== What the task requires ==
Find every line in the records that contains the string "post" and copy each such line.

== Dataset records ==
- - - - - - -

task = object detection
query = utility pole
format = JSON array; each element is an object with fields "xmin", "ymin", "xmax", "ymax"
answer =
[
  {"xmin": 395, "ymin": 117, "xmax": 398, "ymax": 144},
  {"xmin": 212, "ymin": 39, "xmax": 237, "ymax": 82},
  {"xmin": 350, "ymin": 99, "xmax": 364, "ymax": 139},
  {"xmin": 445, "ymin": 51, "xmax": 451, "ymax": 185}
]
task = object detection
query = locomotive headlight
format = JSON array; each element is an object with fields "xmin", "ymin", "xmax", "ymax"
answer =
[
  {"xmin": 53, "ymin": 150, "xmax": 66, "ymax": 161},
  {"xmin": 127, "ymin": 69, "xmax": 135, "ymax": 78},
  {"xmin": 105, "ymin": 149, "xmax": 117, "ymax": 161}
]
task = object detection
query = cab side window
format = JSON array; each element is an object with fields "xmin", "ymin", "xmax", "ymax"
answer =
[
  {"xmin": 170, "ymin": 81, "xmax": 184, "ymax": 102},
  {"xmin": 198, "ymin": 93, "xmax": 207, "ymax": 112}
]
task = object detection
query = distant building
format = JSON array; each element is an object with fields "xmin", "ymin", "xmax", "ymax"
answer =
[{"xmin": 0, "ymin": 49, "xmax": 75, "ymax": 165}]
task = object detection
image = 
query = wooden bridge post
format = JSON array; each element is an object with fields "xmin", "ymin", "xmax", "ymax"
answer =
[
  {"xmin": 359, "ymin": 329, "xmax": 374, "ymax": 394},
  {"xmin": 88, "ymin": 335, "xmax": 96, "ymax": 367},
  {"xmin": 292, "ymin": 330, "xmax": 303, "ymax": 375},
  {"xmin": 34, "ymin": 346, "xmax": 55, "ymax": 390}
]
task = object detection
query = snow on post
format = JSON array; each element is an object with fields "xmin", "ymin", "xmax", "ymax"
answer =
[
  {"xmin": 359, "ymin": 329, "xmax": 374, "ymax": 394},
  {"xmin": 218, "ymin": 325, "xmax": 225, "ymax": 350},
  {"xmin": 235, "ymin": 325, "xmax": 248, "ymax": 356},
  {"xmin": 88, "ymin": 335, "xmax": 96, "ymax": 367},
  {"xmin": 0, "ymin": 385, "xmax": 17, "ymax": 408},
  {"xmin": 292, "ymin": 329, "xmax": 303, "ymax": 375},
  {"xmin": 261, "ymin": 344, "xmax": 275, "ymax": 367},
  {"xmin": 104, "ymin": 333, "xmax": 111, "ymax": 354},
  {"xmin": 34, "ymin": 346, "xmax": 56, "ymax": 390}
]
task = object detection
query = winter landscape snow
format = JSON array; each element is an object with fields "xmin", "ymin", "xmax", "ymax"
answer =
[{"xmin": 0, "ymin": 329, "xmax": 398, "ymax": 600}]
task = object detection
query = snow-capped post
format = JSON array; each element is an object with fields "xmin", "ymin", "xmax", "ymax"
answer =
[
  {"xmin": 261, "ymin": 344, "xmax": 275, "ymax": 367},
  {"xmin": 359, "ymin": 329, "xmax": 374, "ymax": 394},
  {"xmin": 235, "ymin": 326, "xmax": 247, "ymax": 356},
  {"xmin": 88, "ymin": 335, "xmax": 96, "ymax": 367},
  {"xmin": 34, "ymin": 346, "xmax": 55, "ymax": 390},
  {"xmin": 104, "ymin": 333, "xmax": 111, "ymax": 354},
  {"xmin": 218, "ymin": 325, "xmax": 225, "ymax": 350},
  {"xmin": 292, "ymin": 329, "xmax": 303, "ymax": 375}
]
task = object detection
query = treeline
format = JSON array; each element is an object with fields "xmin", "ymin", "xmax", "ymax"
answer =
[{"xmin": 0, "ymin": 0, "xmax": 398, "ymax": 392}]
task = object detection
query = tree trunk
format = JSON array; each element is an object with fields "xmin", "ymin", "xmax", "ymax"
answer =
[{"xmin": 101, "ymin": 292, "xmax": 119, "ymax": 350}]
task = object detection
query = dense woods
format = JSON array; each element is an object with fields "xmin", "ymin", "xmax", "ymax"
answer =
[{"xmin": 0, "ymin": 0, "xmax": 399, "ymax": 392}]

- - - - - - -

== Final result ==
query = wooden bridge post
query = snow on post
query = snow-capped post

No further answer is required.